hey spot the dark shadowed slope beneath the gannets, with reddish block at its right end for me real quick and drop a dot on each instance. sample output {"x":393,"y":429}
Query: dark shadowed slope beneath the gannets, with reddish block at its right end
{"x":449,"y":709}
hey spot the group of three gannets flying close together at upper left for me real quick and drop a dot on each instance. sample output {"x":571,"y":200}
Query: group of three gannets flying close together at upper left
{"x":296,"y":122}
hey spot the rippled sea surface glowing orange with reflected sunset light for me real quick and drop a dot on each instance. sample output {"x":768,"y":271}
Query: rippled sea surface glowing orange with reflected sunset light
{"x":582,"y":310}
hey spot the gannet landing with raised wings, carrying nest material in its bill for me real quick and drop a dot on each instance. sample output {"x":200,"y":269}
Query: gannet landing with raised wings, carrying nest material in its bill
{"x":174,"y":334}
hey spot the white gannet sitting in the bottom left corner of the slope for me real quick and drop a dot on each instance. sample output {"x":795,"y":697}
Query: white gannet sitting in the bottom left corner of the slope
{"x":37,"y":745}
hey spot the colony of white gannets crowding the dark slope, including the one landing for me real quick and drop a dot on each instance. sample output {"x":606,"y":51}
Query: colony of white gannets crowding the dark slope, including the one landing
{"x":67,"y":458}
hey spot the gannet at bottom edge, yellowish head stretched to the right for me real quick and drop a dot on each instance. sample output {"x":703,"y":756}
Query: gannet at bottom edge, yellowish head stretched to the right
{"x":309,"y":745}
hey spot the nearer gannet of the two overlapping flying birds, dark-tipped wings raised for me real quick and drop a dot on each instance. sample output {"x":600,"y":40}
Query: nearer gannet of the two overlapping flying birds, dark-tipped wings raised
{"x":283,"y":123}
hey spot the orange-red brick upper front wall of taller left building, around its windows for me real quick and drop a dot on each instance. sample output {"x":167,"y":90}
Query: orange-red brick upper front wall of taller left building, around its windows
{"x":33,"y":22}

====

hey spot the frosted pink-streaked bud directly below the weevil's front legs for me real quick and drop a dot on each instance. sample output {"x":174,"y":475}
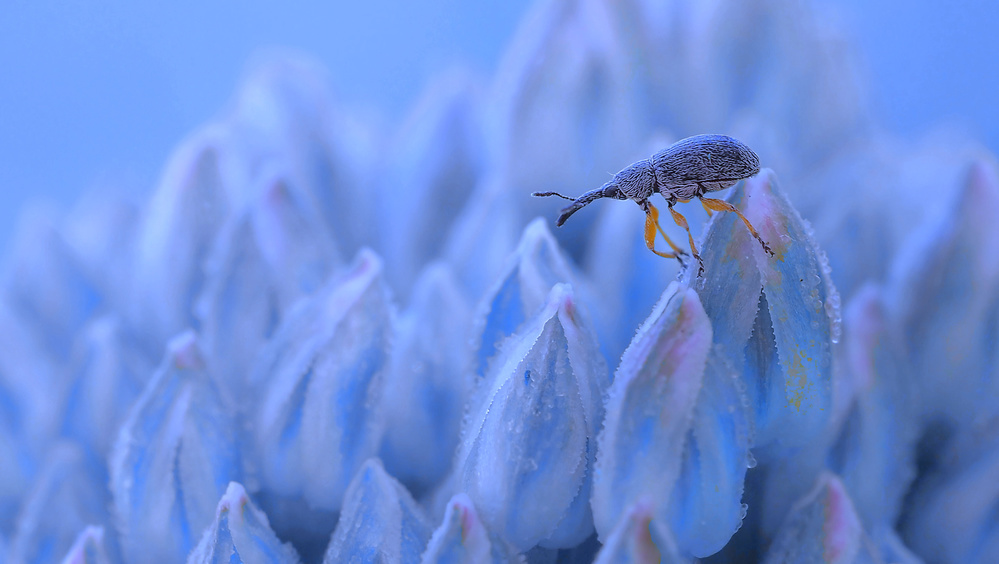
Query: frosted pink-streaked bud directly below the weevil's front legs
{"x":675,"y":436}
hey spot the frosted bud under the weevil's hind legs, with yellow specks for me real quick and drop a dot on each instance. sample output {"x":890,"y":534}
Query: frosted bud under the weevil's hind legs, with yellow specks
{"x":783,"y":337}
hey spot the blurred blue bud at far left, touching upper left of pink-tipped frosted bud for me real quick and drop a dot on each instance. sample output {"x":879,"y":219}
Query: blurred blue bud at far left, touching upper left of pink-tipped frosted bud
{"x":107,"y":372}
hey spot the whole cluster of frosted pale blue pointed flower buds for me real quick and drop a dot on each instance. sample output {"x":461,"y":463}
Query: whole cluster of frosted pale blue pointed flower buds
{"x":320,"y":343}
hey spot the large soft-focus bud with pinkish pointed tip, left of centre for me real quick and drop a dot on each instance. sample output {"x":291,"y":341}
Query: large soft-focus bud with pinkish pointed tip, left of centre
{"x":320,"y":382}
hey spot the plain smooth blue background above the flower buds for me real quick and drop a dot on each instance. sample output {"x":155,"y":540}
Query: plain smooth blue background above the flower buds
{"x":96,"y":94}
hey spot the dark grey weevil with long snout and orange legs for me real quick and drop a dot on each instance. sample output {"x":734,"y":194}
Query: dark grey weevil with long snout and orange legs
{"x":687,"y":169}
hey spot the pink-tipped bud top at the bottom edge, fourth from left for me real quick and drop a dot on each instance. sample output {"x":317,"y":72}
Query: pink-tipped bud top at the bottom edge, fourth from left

====

### What this task involves
For the string "from", find every line of the material that contains it, and copy each one.

### Finished exercise
hey spot the pink-tipped bud top at the bottom edge, fourth from left for me real quick and drop a dot on each instance. sample output {"x":317,"y":72}
Query: pink-tipped bud top at the bottom edge, fourth from left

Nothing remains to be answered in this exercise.